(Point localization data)
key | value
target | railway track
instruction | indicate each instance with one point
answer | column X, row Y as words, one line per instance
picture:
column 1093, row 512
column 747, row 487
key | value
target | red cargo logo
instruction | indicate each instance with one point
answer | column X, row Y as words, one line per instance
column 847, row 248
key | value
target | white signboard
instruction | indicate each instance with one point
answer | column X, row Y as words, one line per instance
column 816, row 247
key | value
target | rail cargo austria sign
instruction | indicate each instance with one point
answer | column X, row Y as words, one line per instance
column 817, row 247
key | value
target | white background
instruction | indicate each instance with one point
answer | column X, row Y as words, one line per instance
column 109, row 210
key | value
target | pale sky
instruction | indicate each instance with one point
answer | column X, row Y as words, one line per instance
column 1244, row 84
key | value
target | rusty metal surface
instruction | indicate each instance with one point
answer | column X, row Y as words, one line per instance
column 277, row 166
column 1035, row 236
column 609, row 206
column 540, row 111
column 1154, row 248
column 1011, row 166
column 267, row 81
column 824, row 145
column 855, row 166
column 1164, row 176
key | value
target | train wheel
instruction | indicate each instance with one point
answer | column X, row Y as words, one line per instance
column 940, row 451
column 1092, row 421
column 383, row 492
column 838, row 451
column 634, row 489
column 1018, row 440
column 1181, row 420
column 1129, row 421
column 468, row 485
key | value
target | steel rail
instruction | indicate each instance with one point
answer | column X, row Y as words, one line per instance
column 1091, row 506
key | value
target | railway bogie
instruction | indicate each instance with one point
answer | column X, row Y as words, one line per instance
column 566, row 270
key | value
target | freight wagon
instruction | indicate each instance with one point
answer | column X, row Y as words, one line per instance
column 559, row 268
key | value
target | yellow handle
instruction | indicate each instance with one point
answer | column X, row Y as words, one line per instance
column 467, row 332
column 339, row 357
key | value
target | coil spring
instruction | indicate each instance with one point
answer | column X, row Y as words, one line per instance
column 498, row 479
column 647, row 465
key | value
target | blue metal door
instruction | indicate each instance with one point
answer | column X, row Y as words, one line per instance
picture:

What is needed
Please output all the lines above exactly as given.

Solution
key | value
target | railway track
instruction | indicate each instance with one point
answer | column X, row Y as words, one line per instance
picture:
column 1093, row 512
column 747, row 487
key | value
target | red cargo logo
instruction | indicate each instance with one point
answer | column X, row Y as words, one line per instance
column 847, row 248
key | value
target | white signboard
instruction | indicate each instance with one point
answer | column X, row Y as words, one line per instance
column 816, row 247
key | value
target | rail cargo austria sign
instruction | indicate each instance with one point
answer | column X, row Y as words, one line per instance
column 817, row 247
key | value
target | white background
instruction | indicate each instance with one point
answer | column X, row Y as words, one line per instance
column 109, row 210
key | value
target | pale sky
instruction | indicate each instance with one point
answer | column X, row Y as words, one line per instance
column 1244, row 84
key | value
target | rusty metal surface
instruction | indicate each instance with one point
answer | column X, row Y as words, one line per instance
column 277, row 166
column 1035, row 236
column 609, row 206
column 540, row 111
column 1154, row 248
column 1011, row 166
column 267, row 81
column 824, row 145
column 855, row 166
column 1164, row 176
key | value
target | train wheel
instruction | indicate each instance with one point
answer | column X, row Y as words, one line per instance
column 940, row 451
column 1092, row 421
column 383, row 492
column 838, row 451
column 634, row 489
column 1018, row 440
column 1181, row 420
column 1129, row 421
column 468, row 485
key | value
target | steel rail
instruction | indicate each instance with one point
answer | column X, row Y as words, one line per instance
column 1091, row 506
key | value
target | railway bogie
instruction | indicate each instance with one point
answer | column X, row Y as words, one line per instance
column 566, row 270
key | value
target | freight wagon
instruction | indicate each instance with one point
answer | column X, row Y as words, one line per instance
column 559, row 268
key | value
target | yellow handle
instruction | indicate each instance with one point
answer | column X, row Y as words, one line per instance
column 467, row 332
column 339, row 357
key | value
target | coil spring
instruction | indicate each instance with one point
answer | column X, row Y as words, one line per instance
column 498, row 479
column 647, row 465
key | value
target | blue metal door
instruction | indicate each instance with one point
answer | column X, row Y as words, one line per instance
picture:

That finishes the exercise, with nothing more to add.